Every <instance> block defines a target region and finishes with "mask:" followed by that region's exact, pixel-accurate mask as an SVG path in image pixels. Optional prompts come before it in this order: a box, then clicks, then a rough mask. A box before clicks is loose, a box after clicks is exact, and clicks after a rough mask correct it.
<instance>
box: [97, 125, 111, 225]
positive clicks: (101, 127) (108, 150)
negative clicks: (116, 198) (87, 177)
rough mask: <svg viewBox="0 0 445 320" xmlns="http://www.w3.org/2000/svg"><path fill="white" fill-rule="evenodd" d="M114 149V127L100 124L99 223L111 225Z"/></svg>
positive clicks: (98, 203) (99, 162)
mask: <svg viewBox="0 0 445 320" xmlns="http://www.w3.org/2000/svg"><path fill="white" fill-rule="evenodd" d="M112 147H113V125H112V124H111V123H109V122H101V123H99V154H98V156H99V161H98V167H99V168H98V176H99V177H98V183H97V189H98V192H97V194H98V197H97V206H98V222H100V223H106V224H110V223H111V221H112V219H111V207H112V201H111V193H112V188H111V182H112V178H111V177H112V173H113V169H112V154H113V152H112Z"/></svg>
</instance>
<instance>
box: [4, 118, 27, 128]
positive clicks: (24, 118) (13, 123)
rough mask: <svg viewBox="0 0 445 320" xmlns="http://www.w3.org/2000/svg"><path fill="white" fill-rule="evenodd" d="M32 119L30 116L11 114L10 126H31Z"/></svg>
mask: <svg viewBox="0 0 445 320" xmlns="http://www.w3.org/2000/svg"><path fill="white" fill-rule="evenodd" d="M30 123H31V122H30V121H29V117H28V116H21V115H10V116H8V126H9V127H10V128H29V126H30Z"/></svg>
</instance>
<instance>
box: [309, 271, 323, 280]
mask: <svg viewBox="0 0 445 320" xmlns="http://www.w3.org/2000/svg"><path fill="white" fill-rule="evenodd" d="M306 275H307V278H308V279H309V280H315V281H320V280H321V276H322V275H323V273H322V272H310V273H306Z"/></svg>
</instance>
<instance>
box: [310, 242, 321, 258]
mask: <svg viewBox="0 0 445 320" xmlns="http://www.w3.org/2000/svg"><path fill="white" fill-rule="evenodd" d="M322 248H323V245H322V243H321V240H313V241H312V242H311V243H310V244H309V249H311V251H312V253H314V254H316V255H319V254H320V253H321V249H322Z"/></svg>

****************

WHAT THE EXERCISE ASKS: Would you repeat all of the data above, word for word?

RESULT:
Every <instance> block defines a target region and finishes with "mask:" followed by that region's exact, pixel-accurate mask as an SVG path in image pixels. Optional prompts come before it in this order: a box, then clicks, then a rough mask. A box before clicks is loose, a box after clicks is exact, and clicks after a rough mask correct it.
<instance>
box: [97, 125, 111, 225]
positive clicks: (101, 127) (108, 150)
negative clicks: (116, 198) (87, 177)
rough mask: <svg viewBox="0 0 445 320" xmlns="http://www.w3.org/2000/svg"><path fill="white" fill-rule="evenodd" d="M114 149V127L100 124L99 223L111 225Z"/></svg>
positive clicks: (98, 203) (99, 162)
mask: <svg viewBox="0 0 445 320" xmlns="http://www.w3.org/2000/svg"><path fill="white" fill-rule="evenodd" d="M112 147H113V125H112V124H111V123H109V122H101V123H99V154H98V156H99V161H98V167H99V168H98V176H99V177H98V183H97V189H98V192H97V194H98V197H97V206H98V222H100V223H106V224H110V223H111V221H112V219H111V207H112V201H111V193H112V188H111V182H112V178H111V177H112V173H113V169H112V154H113V152H112Z"/></svg>
</instance>
<instance>
box: [4, 118, 27, 128]
positive clicks: (24, 118) (13, 123)
rough mask: <svg viewBox="0 0 445 320" xmlns="http://www.w3.org/2000/svg"><path fill="white" fill-rule="evenodd" d="M32 119L30 116L11 114L10 126H31Z"/></svg>
mask: <svg viewBox="0 0 445 320" xmlns="http://www.w3.org/2000/svg"><path fill="white" fill-rule="evenodd" d="M30 123H31V122H30V121H29V117H28V116H21V115H10V116H8V126H9V127H10V128H29V126H30Z"/></svg>
</instance>
<instance>
box: [309, 271, 323, 280]
mask: <svg viewBox="0 0 445 320" xmlns="http://www.w3.org/2000/svg"><path fill="white" fill-rule="evenodd" d="M306 275H307V278H308V279H309V280H315V281H320V280H321V276H322V275H323V273H322V272H310V273H306Z"/></svg>
</instance>
<instance>
box: [310, 242, 321, 258]
mask: <svg viewBox="0 0 445 320" xmlns="http://www.w3.org/2000/svg"><path fill="white" fill-rule="evenodd" d="M322 248H323V245H322V243H321V240H313V241H312V242H311V243H310V244H309V249H311V251H312V253H314V254H316V255H319V254H320V253H321V249H322Z"/></svg>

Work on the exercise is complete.